> Dokumen Sumber
·····
Hadi Napster
http://sastra-indonesia.com/
Dalam wacana sastra, ketika seseorang mendengar kata “cerita pendek” atau yang lebih populer disebut “cerpen”, asosiasi pemikiran tentu akan langsung memuara pada jenis cerita (fiksi) yang sifatnya pendek. Sesuai dengan namanya, “cerpen” memang merupakan bentuk fiksi yang berdurasi singkat, padat, intensif, dan sugestif. Proses kreatif pelahirannya pun mempersyaratkan unsur-unsur tertentu atau terbatas, yang dipilah dan dipilih secara selektif serta efektif.
Secara pengertian, cerita pendek telah banyak sekali dikaji, dibahas, serta dikemukakan oleh para sastrawan dan pakar sastra ternama. Seperti Sumardjo dalam bukunya Catatan Kecil Tentang Menulis Cerpen yang menuliskan; cerita pendek adalah fiksi pendek yang selesai dibaca dalam “sekali duduk”. Cerita pendek hanya memiliki satu arti, satu krisis, dan satu efek untuk pembacanya. Untuk ukuran Indonesia cerpen terdiri dari 4 sampai dengan 15 halaman folio ketik. (1917: 184).
·····
> Uraian Tugas
Cetak ulang seluruh dokumen sumber di atas, kata demi kata, tanpa perubahan apa pun.
·····
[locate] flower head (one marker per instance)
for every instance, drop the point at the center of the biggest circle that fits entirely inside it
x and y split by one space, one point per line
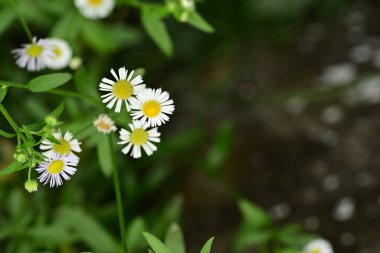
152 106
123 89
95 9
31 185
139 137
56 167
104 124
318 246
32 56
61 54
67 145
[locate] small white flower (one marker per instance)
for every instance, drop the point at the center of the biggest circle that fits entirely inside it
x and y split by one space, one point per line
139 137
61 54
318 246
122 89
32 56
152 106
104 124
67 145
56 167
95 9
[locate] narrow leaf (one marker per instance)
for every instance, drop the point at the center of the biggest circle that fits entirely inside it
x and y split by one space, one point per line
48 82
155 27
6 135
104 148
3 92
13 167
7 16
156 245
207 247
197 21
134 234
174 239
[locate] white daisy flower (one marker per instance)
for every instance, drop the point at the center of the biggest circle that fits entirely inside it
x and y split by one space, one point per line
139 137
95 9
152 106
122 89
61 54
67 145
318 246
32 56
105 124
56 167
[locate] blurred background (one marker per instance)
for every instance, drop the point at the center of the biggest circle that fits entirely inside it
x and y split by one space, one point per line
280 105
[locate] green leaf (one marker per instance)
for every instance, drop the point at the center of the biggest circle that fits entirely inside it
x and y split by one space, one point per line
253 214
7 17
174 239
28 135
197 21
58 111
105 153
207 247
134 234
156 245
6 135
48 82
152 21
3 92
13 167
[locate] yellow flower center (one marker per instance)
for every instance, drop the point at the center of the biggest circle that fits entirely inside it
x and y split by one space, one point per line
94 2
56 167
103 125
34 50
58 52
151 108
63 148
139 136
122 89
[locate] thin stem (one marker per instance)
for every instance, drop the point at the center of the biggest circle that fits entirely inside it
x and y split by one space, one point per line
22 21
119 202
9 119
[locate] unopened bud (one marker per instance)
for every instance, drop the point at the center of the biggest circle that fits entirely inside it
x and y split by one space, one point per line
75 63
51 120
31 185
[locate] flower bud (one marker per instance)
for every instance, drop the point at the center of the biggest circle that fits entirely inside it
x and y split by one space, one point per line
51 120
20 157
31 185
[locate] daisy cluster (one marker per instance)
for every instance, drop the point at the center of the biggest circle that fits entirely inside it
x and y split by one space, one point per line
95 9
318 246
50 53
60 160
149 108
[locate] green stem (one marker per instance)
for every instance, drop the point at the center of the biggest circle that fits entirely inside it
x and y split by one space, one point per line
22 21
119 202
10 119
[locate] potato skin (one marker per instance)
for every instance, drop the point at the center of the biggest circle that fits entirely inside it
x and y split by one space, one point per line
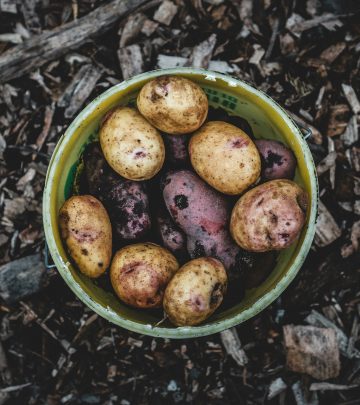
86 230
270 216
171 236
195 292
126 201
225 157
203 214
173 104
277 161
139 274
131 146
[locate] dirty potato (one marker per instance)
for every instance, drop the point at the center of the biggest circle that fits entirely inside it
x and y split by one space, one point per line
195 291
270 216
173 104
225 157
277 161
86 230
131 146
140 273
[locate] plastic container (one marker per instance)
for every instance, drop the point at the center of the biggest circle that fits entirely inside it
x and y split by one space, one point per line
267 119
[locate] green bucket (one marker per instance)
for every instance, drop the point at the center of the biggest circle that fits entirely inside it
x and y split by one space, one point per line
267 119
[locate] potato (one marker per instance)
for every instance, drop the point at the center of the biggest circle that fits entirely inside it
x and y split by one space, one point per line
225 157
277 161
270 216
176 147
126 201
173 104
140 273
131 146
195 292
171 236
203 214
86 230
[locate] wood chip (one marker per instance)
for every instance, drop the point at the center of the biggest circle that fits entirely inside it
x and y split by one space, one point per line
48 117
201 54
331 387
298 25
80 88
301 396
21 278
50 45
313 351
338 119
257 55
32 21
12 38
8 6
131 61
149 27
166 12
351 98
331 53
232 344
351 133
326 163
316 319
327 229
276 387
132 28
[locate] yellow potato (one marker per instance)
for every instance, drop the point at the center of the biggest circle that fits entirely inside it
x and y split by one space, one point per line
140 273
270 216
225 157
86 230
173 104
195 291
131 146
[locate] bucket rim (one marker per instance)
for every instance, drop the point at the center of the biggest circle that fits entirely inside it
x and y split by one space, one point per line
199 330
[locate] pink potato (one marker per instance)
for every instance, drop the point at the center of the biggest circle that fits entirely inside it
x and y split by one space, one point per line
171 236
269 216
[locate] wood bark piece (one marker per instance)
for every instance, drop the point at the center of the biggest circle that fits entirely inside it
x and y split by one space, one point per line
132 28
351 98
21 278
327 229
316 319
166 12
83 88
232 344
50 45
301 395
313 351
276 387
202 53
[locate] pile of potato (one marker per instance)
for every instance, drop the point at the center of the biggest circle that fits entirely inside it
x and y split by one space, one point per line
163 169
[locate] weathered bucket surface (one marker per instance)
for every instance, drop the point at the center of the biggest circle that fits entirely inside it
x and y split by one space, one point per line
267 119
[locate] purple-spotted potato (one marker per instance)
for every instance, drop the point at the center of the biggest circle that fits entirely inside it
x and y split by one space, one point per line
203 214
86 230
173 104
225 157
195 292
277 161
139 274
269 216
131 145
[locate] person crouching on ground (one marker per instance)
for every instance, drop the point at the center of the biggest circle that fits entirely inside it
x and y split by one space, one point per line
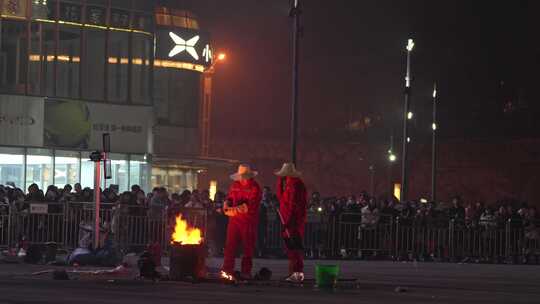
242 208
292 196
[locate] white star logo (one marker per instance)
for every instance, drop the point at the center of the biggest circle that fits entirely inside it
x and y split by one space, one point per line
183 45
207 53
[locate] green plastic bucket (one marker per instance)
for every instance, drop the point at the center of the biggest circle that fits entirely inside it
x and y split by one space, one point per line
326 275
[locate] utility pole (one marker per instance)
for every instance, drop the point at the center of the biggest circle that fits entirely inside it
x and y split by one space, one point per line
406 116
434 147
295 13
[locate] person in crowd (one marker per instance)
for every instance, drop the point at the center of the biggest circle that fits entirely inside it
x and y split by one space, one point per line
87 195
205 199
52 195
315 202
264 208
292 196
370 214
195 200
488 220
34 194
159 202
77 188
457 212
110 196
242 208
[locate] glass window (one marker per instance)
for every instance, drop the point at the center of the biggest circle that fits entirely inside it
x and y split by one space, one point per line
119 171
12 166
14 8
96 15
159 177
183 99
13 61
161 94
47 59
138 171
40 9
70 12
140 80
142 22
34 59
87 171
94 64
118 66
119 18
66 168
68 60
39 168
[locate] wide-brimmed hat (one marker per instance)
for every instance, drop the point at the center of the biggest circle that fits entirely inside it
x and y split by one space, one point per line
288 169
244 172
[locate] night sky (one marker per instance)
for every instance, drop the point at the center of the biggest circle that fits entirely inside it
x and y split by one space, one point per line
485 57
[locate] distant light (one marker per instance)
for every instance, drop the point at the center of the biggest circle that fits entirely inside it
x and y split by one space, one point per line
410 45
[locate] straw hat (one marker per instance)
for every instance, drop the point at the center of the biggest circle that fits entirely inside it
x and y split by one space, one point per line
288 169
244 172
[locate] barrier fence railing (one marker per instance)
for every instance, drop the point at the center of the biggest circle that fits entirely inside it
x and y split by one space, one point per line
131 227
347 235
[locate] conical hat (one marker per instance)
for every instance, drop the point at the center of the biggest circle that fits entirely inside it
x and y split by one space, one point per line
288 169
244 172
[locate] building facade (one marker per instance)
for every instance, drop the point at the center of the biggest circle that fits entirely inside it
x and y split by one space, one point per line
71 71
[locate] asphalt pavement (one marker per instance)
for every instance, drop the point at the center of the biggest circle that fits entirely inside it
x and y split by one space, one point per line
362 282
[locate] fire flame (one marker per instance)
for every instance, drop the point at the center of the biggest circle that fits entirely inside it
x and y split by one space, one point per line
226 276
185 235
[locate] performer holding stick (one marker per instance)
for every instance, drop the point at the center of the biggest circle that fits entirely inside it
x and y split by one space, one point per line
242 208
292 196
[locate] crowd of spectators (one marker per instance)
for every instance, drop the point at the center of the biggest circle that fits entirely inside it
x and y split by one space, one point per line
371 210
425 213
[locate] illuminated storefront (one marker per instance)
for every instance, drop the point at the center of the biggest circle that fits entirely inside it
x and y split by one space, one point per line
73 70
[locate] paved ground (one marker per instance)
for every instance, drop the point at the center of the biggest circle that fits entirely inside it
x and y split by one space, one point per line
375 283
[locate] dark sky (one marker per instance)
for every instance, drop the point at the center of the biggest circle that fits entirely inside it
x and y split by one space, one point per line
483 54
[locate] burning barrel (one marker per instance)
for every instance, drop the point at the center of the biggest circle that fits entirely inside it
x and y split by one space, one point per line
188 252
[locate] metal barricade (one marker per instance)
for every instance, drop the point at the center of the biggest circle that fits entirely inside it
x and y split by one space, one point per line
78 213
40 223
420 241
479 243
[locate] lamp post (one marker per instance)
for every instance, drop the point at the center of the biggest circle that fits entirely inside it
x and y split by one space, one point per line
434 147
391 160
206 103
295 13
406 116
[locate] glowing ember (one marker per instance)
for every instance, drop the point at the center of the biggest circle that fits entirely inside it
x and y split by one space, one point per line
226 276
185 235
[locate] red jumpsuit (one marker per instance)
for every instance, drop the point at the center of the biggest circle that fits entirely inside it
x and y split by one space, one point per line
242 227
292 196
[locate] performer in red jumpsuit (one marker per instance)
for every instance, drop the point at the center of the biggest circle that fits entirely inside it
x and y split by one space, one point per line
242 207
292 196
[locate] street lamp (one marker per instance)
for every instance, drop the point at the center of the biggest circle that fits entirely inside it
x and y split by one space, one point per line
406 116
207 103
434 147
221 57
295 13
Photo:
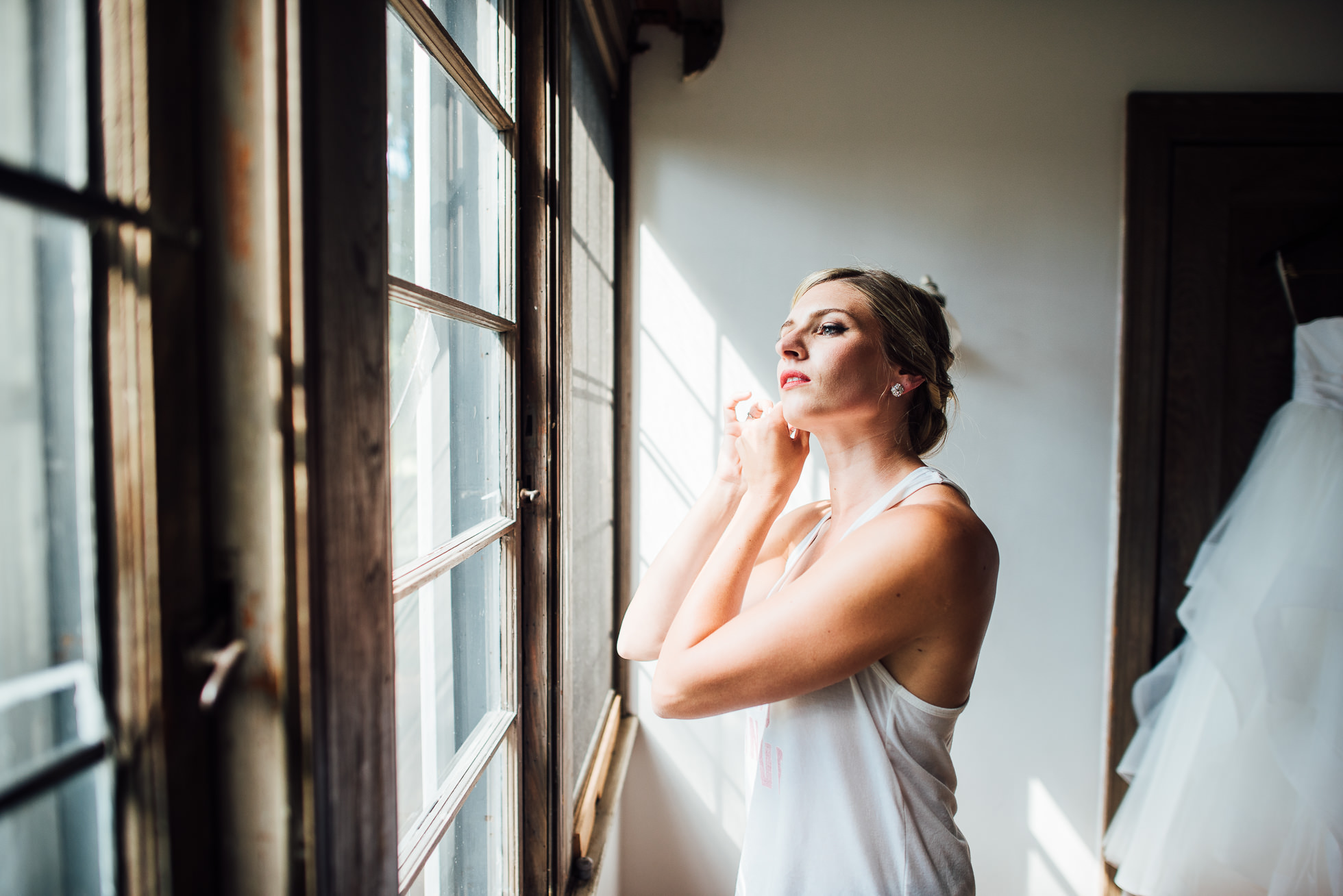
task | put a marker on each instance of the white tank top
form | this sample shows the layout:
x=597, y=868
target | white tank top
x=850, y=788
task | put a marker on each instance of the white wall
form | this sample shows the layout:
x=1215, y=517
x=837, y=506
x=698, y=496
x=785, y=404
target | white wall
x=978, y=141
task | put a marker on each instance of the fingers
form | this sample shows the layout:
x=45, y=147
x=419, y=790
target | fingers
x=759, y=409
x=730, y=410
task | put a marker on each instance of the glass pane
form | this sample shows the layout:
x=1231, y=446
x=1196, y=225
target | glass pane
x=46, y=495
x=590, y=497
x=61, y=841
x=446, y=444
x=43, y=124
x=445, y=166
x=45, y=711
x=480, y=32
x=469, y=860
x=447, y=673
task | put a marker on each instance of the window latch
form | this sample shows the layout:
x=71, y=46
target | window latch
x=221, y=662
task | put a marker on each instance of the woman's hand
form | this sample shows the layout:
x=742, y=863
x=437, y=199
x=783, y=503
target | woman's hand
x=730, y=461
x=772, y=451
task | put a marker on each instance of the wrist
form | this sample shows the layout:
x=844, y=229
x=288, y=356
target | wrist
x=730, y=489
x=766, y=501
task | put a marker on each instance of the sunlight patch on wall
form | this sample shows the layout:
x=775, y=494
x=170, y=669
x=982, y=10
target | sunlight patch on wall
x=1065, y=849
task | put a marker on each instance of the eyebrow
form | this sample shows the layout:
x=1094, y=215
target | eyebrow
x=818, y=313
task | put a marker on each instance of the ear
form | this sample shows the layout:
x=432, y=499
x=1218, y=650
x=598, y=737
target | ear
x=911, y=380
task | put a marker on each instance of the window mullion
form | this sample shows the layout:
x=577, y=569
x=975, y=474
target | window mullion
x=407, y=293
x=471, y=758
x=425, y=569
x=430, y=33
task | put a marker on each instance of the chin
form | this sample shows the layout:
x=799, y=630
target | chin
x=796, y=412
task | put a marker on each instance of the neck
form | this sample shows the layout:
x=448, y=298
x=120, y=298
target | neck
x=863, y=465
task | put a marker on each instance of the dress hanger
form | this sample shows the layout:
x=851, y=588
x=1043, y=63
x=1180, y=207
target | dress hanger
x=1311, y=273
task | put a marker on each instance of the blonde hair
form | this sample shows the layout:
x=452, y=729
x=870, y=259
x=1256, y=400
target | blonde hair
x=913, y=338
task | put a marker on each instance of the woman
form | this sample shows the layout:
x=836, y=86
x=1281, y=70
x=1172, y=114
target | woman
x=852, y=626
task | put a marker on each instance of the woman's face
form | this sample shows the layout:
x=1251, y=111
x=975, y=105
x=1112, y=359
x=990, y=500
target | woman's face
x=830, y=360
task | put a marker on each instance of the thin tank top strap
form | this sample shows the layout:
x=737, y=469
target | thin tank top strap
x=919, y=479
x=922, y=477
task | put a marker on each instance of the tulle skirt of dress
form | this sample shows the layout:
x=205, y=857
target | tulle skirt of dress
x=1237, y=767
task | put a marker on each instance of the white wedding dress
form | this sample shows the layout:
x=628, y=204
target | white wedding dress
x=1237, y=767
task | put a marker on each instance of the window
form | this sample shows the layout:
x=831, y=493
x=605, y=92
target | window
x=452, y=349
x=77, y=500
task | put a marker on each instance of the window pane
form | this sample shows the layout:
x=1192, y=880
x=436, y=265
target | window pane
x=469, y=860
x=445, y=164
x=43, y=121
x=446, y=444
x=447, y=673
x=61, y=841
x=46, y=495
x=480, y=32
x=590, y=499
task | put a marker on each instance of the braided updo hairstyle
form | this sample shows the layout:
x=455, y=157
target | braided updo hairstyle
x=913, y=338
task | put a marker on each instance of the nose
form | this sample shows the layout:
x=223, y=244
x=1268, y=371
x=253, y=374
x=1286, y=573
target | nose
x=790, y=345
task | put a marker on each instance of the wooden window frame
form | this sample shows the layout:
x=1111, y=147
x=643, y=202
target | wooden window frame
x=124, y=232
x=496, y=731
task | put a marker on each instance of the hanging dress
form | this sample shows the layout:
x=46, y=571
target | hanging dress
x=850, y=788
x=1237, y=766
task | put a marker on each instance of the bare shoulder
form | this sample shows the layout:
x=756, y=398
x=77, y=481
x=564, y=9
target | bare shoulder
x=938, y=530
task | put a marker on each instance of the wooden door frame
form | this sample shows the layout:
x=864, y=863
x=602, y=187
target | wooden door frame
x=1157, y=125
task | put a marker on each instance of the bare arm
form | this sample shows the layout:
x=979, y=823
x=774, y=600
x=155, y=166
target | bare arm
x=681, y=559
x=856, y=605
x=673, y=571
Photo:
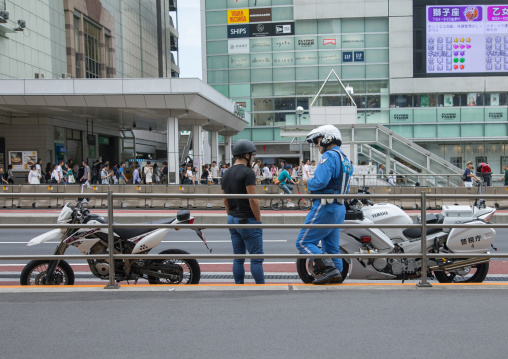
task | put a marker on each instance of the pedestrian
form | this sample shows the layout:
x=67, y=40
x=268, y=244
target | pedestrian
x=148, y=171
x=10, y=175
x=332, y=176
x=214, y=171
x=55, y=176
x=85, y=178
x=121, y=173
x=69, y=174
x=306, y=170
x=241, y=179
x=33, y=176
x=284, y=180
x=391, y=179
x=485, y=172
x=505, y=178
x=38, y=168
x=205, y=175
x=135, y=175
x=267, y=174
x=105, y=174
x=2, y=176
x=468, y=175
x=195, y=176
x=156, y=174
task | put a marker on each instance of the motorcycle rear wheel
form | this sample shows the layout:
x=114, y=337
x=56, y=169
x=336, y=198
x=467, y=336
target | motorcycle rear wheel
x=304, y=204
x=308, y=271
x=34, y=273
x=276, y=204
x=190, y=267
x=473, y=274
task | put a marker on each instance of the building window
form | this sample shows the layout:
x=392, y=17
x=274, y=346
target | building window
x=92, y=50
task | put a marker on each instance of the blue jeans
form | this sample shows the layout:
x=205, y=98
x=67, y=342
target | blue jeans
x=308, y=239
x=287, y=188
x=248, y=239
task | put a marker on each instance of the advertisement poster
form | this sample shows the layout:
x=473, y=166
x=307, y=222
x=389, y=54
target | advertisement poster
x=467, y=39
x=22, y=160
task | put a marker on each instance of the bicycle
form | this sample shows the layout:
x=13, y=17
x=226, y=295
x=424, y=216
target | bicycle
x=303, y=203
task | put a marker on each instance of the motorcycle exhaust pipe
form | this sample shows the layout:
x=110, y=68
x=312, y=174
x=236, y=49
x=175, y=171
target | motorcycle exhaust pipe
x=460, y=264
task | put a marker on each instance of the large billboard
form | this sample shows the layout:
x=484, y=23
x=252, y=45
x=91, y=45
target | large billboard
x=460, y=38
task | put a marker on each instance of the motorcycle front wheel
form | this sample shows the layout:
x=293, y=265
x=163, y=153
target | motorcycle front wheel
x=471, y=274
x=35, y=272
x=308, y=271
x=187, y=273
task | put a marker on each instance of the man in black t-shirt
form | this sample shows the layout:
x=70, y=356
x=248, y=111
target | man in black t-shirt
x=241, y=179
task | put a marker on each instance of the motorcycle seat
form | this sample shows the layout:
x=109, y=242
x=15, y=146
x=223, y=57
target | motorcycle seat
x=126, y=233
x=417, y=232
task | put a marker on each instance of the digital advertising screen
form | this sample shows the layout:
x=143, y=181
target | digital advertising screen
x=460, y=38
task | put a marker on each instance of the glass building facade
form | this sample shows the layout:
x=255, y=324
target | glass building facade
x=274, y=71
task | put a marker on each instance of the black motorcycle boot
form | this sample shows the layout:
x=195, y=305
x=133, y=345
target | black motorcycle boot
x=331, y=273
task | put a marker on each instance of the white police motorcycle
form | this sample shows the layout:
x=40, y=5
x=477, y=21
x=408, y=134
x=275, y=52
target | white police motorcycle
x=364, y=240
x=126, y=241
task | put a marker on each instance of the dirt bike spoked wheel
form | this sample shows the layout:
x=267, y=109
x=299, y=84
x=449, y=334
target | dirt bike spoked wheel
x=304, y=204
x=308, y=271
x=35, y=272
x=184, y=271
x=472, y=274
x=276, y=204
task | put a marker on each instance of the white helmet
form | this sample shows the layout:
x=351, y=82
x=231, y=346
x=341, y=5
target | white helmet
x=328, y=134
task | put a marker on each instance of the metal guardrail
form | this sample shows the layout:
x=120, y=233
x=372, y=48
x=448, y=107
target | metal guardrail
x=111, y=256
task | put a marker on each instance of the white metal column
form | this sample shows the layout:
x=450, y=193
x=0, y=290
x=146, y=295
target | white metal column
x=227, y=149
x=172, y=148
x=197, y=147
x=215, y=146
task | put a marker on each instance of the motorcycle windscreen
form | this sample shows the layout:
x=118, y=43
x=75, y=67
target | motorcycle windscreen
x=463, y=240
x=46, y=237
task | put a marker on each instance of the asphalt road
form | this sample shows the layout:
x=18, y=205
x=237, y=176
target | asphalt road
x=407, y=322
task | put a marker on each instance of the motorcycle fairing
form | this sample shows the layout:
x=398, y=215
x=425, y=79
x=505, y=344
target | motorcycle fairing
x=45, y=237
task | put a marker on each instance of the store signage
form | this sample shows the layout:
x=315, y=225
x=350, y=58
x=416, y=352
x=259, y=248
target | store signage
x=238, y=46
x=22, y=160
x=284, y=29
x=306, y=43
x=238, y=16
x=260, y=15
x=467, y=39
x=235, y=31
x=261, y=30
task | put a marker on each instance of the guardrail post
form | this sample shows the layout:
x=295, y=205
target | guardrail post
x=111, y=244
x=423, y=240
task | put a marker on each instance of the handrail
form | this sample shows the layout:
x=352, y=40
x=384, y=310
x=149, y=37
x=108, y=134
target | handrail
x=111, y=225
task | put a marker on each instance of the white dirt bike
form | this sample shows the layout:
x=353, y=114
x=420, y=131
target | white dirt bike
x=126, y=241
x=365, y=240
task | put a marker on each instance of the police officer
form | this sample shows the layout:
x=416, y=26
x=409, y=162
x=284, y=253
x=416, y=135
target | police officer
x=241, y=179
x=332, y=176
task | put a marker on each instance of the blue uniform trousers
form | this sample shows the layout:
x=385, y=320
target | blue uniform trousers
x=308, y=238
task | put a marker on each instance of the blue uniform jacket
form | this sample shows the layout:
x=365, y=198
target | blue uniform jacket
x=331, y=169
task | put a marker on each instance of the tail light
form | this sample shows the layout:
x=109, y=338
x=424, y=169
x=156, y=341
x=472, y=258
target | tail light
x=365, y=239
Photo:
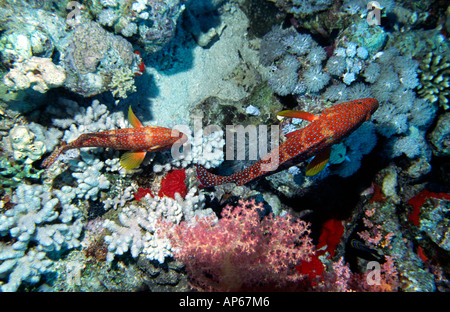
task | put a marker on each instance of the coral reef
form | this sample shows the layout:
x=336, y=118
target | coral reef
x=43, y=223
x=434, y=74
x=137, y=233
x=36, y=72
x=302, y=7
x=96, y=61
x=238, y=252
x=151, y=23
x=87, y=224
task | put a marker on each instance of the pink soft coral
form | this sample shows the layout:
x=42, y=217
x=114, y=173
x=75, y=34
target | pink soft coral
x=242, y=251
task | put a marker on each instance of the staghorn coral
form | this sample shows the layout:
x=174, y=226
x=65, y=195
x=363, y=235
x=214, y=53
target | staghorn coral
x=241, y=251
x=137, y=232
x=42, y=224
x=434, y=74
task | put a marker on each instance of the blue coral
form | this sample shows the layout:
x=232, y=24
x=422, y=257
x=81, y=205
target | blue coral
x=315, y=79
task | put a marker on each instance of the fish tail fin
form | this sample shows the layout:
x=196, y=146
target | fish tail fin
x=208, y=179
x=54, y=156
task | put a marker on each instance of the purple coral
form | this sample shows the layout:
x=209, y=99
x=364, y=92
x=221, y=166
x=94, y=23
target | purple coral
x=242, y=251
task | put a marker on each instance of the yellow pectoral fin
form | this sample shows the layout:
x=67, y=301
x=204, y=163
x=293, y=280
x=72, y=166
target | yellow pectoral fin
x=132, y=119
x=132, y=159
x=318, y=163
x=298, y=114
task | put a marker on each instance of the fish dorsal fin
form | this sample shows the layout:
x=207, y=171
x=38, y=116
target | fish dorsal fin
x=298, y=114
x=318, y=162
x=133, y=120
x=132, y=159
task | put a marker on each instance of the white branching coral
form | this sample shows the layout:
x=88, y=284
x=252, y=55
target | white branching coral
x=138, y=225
·····
> Jawaban
Hadi Napster
http://sastra-indonesia.com/
Dalam wacana sastra, ketika seseorang mendengar kata “cerita pendek” atau yang lebih populer disebut “cerpen”, asosiasi pemikiran tentu akan langsung memuara pada jenis cerita (fiksi) yang sifatnya pendek. Sesuai dengan namanya, “cerpen” memang merupakan bentuk fiksi yang berdurasi singkat, padat, intensif, dan sugestif. Proses kreatif pelahirannya pun mempersyaratkan unsur-unsur tertentu atau terbatas, yang dipilah dan dipilih secara selektif serta efektif.
Secara pengertian, cerita pendek telah banyak sekali dikaji, dibahas, serta dikemukakan oleh para sastrawan dan pakar sastra ternama. Seperti Sumardjo dalam bukunya Catatan Kecil Tentang Menulis Cerpen yang menuliskan; cerita pendek adalah fiksi pendek yang selesai dibaca dalam “sekali duduk”. Cerita pendek hanya memiliki satu arti, satu krisis, dan satu efek untuk pembacanya. Untuk ukuran Indonesia cerpen terdiri dari 4 sampai dengan 15 halaman folio ketik. (1917: 184).